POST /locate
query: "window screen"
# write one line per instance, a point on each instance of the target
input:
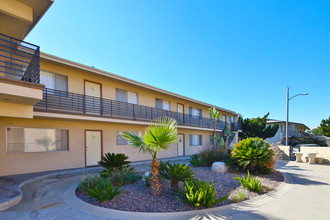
(195, 140)
(21, 140)
(163, 104)
(120, 139)
(195, 112)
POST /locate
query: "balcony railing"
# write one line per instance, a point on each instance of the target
(67, 102)
(19, 60)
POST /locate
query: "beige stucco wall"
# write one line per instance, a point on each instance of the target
(8, 109)
(323, 152)
(18, 163)
(146, 97)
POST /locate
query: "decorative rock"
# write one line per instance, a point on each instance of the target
(219, 167)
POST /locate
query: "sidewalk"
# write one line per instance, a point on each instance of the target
(305, 195)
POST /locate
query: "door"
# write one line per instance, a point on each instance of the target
(180, 144)
(93, 97)
(93, 146)
(180, 113)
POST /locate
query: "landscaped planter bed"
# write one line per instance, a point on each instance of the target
(136, 197)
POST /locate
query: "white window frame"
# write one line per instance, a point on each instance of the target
(54, 78)
(66, 129)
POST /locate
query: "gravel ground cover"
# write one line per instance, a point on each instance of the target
(136, 197)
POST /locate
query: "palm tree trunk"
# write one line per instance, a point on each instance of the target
(214, 141)
(155, 182)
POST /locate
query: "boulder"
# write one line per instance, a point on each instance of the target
(219, 167)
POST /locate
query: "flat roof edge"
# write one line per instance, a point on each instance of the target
(53, 58)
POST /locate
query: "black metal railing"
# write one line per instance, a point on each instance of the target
(56, 100)
(19, 60)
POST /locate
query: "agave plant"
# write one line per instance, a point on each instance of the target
(114, 161)
(253, 154)
(200, 193)
(175, 173)
(157, 137)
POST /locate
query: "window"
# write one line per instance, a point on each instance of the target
(54, 80)
(120, 139)
(126, 96)
(195, 140)
(163, 104)
(20, 140)
(195, 112)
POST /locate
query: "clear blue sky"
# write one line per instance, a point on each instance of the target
(239, 55)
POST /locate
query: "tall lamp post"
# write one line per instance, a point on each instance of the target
(287, 116)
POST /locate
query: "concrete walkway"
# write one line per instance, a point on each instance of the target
(305, 195)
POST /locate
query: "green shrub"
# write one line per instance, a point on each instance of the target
(104, 191)
(241, 196)
(114, 161)
(89, 182)
(195, 160)
(252, 154)
(123, 175)
(147, 180)
(200, 193)
(175, 173)
(163, 165)
(209, 156)
(251, 183)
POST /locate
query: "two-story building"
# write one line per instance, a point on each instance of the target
(58, 114)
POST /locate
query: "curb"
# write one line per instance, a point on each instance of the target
(12, 202)
(72, 201)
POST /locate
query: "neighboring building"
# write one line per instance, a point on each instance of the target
(295, 132)
(59, 114)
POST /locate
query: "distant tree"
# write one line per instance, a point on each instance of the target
(325, 127)
(316, 131)
(257, 127)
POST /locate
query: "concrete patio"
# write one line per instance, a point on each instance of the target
(304, 195)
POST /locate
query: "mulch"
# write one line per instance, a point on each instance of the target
(136, 197)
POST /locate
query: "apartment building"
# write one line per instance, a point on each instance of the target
(58, 114)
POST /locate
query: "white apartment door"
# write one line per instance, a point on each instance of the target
(180, 144)
(180, 113)
(93, 97)
(93, 142)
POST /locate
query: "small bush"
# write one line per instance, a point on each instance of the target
(163, 165)
(124, 175)
(114, 161)
(175, 173)
(89, 182)
(251, 183)
(200, 193)
(104, 191)
(252, 154)
(241, 196)
(147, 180)
(195, 160)
(209, 156)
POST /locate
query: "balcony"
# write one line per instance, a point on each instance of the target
(20, 86)
(67, 102)
(19, 60)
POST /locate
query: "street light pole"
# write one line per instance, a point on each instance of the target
(287, 117)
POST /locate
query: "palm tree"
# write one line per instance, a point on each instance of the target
(157, 137)
(215, 114)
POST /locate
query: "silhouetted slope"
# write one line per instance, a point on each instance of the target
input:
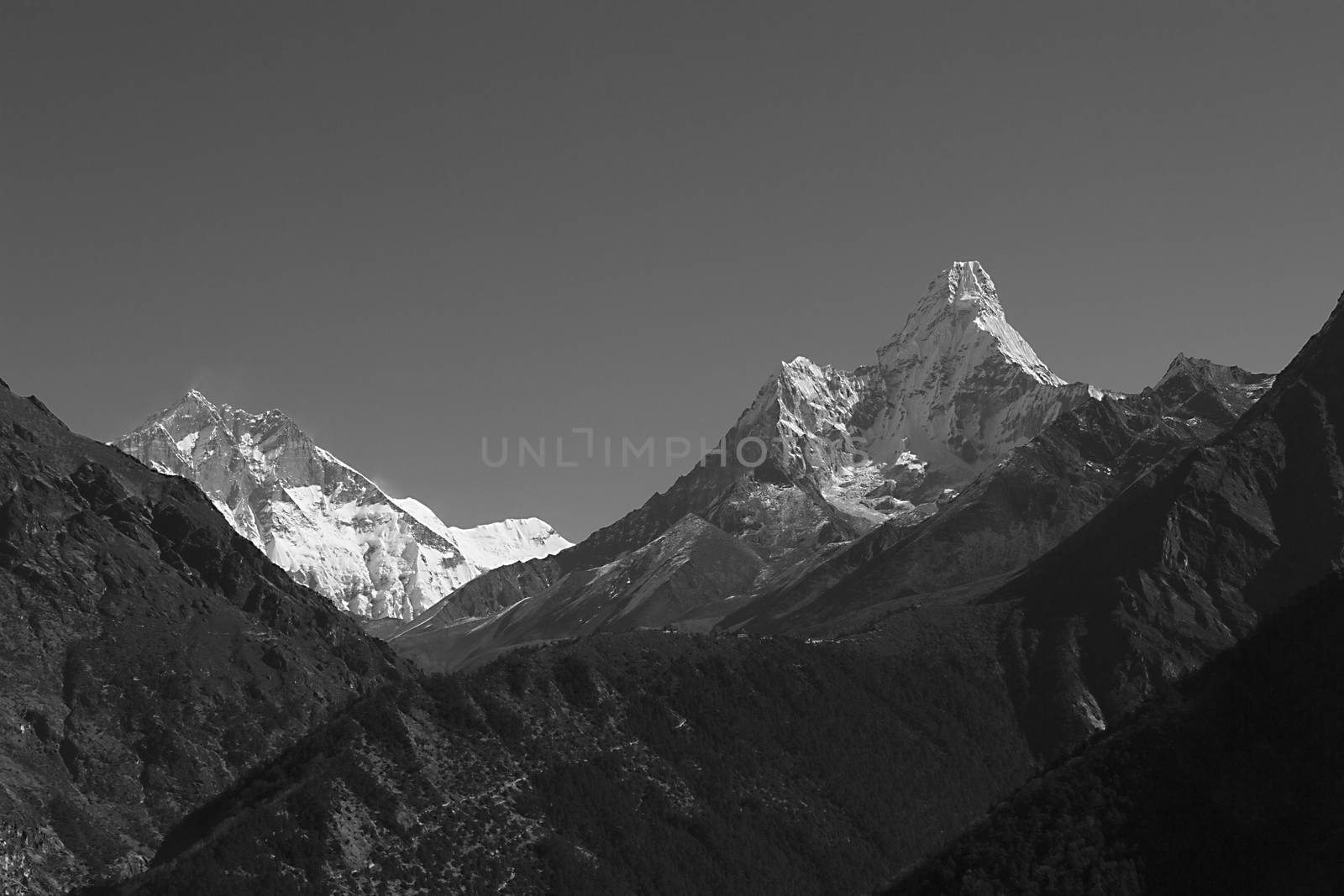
(148, 654)
(1229, 785)
(1186, 563)
(622, 763)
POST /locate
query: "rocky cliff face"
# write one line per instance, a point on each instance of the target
(824, 456)
(687, 567)
(318, 517)
(963, 385)
(1021, 506)
(1187, 560)
(150, 653)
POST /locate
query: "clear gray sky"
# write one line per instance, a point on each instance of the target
(416, 224)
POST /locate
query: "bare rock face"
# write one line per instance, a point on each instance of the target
(318, 517)
(1030, 501)
(1189, 559)
(823, 456)
(150, 656)
(963, 385)
(691, 564)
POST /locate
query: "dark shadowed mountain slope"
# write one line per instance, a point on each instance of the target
(824, 456)
(691, 564)
(1231, 783)
(1028, 503)
(148, 654)
(1186, 563)
(622, 763)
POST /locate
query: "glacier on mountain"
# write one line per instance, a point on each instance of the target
(322, 520)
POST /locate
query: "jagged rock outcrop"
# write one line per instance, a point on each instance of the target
(1021, 508)
(150, 653)
(1187, 560)
(824, 456)
(329, 527)
(691, 564)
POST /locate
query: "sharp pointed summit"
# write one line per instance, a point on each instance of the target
(331, 527)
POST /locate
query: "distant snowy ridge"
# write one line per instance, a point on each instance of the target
(952, 394)
(319, 517)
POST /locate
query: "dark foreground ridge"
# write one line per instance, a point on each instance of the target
(148, 654)
(1229, 783)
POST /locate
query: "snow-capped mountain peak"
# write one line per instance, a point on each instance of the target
(961, 316)
(329, 526)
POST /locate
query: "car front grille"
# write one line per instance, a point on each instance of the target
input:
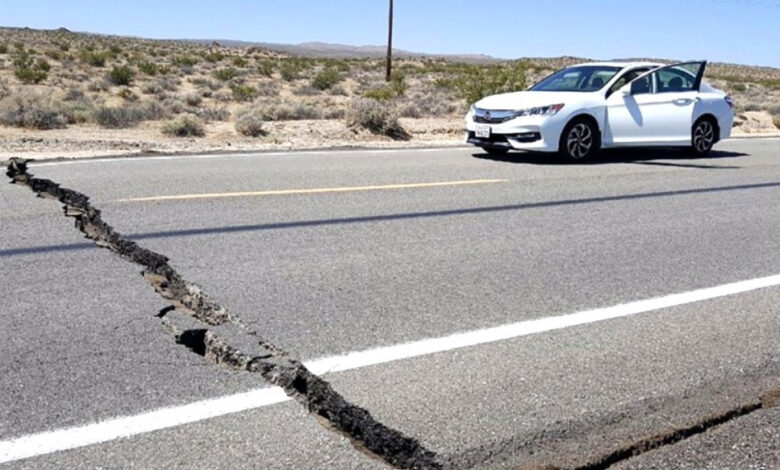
(490, 116)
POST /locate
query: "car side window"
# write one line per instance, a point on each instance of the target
(627, 77)
(642, 85)
(673, 80)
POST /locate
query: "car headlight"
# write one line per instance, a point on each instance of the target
(550, 110)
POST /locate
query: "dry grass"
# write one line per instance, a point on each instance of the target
(74, 79)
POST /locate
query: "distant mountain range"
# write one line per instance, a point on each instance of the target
(343, 51)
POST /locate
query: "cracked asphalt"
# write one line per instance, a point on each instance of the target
(324, 274)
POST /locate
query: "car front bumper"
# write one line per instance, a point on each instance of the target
(536, 134)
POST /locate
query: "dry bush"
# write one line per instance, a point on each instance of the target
(32, 110)
(217, 113)
(306, 90)
(376, 116)
(243, 92)
(121, 117)
(432, 102)
(289, 112)
(249, 122)
(193, 100)
(338, 90)
(121, 75)
(184, 126)
(98, 86)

========

• _DESCRIPTION OF THE TASK_
An exact copy of the entries above is needed, with the pictures removed.

• _ANSWER TO THE EXERCISE_
POST /locate
query: "window screen"
# write one line per instance, a point on each instance of the target
input:
(195, 140)
(21, 140)
(163, 104)
(120, 139)
(195, 112)
POST /locate
query: "balcony railing"
# write one line per instance, a point on each instance of the target
(67, 102)
(19, 60)
POST /locate
query: "beige stucco wall"
# write one line per instance, a point on each instance of the target
(8, 109)
(323, 152)
(18, 163)
(146, 97)
POST /locate
query: "decorative rock"
# write one line per instance, a point on each instance of the target
(219, 167)
POST /locate
query: "sidewalk"
# write one line per instance, a point on each instance of the target
(305, 195)
POST /locate
query: "door"
# write one line per instance, a point on each instance of the target
(180, 144)
(93, 97)
(93, 146)
(180, 113)
POST /locate
query: "landscaped planter bed"
# write one line per instance, a point on each instance of the target
(136, 197)
POST /locate
query: "white window frame"
# write one line per instance, a point on each instance of the target
(54, 78)
(66, 129)
POST /locate
query: "gravel ground cover"
# write one line per instance, a point on each instance of the target
(136, 197)
POST /locate
query: "palm tree trunk"
# write one line per instance, a point on each instance of the target
(214, 141)
(155, 182)
POST /locate
query: "boulder"
# write one line per instance, a point on each instance of the target
(219, 167)
POST /locate
query: "flat roof edge"
# write one line per instance, a point on each instance of the target
(53, 58)
POST /locate
query: "black metal railing"
# write one line per instance, a point on each instance of the target
(56, 100)
(19, 60)
POST /locate
query: "agave plant"
# write one line per instance, a point on each instance of the target
(114, 161)
(253, 154)
(200, 193)
(175, 173)
(157, 137)
POST /locate
query: "window"
# write one line per instance, a point on each instance of the target
(54, 80)
(120, 139)
(126, 96)
(195, 140)
(163, 104)
(20, 140)
(195, 112)
POST /locate
query: "clear blue sky"
# write one line per instance, a point on each instance of the target
(239, 55)
POST /locate
query: "tall lamp post"
# write one line per instance, a point on each instance of the target
(287, 116)
POST /locate
query: "concrete walkway"
# write one line per instance, a point on each instance of the target
(305, 195)
POST /locate
query: "green shrub"
# write one line per instance, a point on each instance of the target
(104, 191)
(241, 196)
(114, 161)
(89, 182)
(195, 160)
(252, 154)
(123, 175)
(147, 180)
(200, 193)
(175, 173)
(163, 165)
(209, 156)
(251, 183)
POST /locate
query: "two-story building"
# write one line per instance, a point on each instance of the target
(58, 114)
POST /locate
query: "curb"
# write one line per instance, a point on each instance of the target
(12, 202)
(72, 201)
POST /locate
query: "neighboring building"
# write one line per instance, a point on each instance of the target
(295, 132)
(59, 114)
POST /locate
query: "distant tree"
# write one line per instance, a point on each instance of the target
(325, 127)
(316, 131)
(257, 127)
POST /locate
query: "concrete patio"
# write one line per instance, a point on each instance of the target
(304, 195)
POST /locate
query: "mulch"
# write one line per instance, a point on each instance of the target
(136, 197)
POST /locate
query: "apartment building"
# write one line per instance, a point on each instance of the target
(58, 114)
POST /locate
query: "white apartment door"
# write one line per instance, a point on each instance of the target
(180, 144)
(180, 113)
(93, 97)
(93, 142)
POST /locate
query: "small bush"
# write one line per instance, a point on each instance of the target
(163, 165)
(124, 175)
(114, 161)
(175, 173)
(89, 182)
(251, 183)
(200, 193)
(104, 191)
(252, 154)
(241, 196)
(147, 180)
(195, 160)
(209, 156)
POST /locate
query: "balcony"
# write one line per instance, a point on each instance of the target
(20, 86)
(67, 102)
(19, 60)
POST /locate
query: "street light pole"
# write one line per instance, a point on each instance of the target
(287, 117)
POST /locate
query: "palm tree"
# write one line per instance, a point on each instance of the target
(157, 137)
(215, 114)
POST /locate
query: "silhouetted slope"
# write one line per instance, a point on each instance of the target
input:
(148, 654)
(1229, 785)
(1186, 563)
(622, 763)
POST /locate
query: "rocky cliff face"
# write one line per instance, a point on each instance of the target
(824, 456)
(687, 567)
(318, 517)
(963, 385)
(1021, 506)
(1187, 560)
(150, 653)
POST /locate
query: "clear gray sky"
# write one line per instance, a point on each instance of the target
(416, 224)
POST /locate
query: "bare rock face"
# write one line per instance, a point on each instance of the target
(318, 517)
(1030, 501)
(1189, 559)
(823, 456)
(150, 656)
(963, 385)
(691, 564)
POST /locate
query: "dark shadowed mountain slope"
# write one line per instance, a point on each instance of the target
(824, 456)
(691, 564)
(1231, 783)
(1028, 503)
(148, 654)
(1186, 563)
(622, 763)
POST /locate
query: "glacier on mountain"
# write one line per instance, a point on each instance of the target
(322, 520)
POST /locate
query: "jagged rock outcrop"
# write one line per instance, a point on each instance of the target
(1021, 508)
(150, 653)
(1187, 560)
(824, 456)
(329, 527)
(691, 564)
POST /locate
query: "sharp pointed summit"
# write one line per instance, a point on each instance of the target
(331, 527)
POST /locate
query: "distant snowy ridge"
# write one line per instance, a point on each instance of the target
(952, 394)
(319, 517)
POST /locate
query: "dark foreground ridge"
# write one line per instance, a point on each instance of the target
(148, 654)
(1229, 783)
POST /locate
query: "snow-capped mountain peak"
# write one line per instance, a point on each instance of the target
(961, 316)
(329, 526)
POST /locate
query: "car front grille"
# write one line per instance, a point on each instance of the target
input:
(490, 116)
POST /locate
query: "car side window"
# write one line per instance, a point on each instance of the target
(627, 77)
(642, 85)
(673, 80)
POST /locate
query: "car headlight"
# write one line per instance, a point on each instance of the target
(550, 110)
POST /locate
query: "dry grass"
# write one line per instance, a point on each instance of the target
(74, 79)
POST /locate
query: "distant mountain range"
# write one line per instance, a point on each instance of the target
(343, 51)
POST /locate
query: "cracked asphalt"
# write one line per instance, a point on each instance of the target
(324, 274)
POST /locate
query: "car front bumper"
# write one line per instance, a point on each instance of the target
(536, 134)
POST /locate
query: "dry bush"
# write one line per instance, a point on each instance of the target
(32, 110)
(217, 113)
(306, 90)
(376, 116)
(243, 92)
(121, 117)
(432, 102)
(289, 112)
(249, 122)
(193, 100)
(338, 90)
(121, 75)
(184, 126)
(98, 86)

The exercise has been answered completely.